* _Exercise materials_
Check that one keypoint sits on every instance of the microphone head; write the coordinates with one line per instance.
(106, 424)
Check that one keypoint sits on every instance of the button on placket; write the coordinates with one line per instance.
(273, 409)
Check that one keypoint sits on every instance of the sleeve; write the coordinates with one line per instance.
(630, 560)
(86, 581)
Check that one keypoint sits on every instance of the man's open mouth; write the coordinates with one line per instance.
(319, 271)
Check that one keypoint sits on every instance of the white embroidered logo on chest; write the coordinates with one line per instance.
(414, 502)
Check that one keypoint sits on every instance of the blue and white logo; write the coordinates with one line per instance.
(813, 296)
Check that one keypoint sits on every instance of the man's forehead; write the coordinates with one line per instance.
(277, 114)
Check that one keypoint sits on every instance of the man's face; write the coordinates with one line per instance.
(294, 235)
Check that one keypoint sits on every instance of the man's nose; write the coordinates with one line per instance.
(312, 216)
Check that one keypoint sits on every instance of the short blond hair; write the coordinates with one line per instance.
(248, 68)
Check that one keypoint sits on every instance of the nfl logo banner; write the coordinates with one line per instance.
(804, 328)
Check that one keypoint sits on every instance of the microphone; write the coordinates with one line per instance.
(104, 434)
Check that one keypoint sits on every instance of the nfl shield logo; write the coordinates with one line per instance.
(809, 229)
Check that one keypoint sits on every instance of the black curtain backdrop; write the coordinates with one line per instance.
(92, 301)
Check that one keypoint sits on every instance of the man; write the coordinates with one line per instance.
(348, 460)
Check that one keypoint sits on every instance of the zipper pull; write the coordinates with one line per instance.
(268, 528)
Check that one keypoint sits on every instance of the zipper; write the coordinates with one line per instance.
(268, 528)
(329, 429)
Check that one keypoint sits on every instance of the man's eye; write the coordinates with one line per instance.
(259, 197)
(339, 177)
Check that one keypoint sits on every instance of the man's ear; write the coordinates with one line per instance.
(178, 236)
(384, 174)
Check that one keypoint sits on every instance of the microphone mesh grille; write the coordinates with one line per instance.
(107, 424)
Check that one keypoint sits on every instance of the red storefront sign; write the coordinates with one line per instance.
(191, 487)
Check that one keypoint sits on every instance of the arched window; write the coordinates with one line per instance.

* _Brief_
Starting with the line that contains "the man's face;" and going on through the end of the material, write those lines out again with the requests kept, and shift every coordinate in the answers by adding -34 to it.

* _Task output_
Check that one keypoint sits on every instance of the man's face; write the coordinates with one line per instance.
(260, 201)
Check that one keypoint sits on every instance of the man's nose; write the coordinates with one line per instance.
(278, 182)
Check that one keypoint sits on every instance of the short blond hair; write the coordinates with one line per instance.
(214, 34)
Check that one keypoint sits on every instance of the nfl logo banner; write the coordinates with one line per instance.
(770, 294)
Check that one keypoint sits on every instance of the microphone; write the coordinates with one line per instance.
(70, 400)
Check that one keypoint sits on every instance of the nfl shield logo; write the coordinates with one line per instance.
(775, 195)
Check that one keypoint sits on every instance of the black curtain backdrop; write the coordinates with one line per instance.
(58, 267)
Check that one keypoint sits on every instance of the man; write the coordinates with one line per instance.
(314, 426)
Check that one keypoint sits on every instance of the zipper pull; write the coordinates with one line per instance.
(234, 494)
Check that one keypoint sits on every instance of the zipper; write the coordinates with one line per instance.
(234, 494)
(295, 395)
Check that one keypoint sits on every instance of the man's eye; write the coordinates with one line per instance.
(225, 163)
(305, 143)
Check that one keypoint sits on every instance of the man's ear; write the coordinates with one line per instance.
(144, 202)
(350, 140)
Check that one keypoint sits on every instance of the microphone mesh grille; write the coordinates with one line per instance.
(73, 390)
Check that one keypoint sits on every instance of the red storefront sign; write the coordinates with one line per instance.
(157, 453)
Check that one keypoint sits on every instance of the arched window; write the coordinates with one line per instance.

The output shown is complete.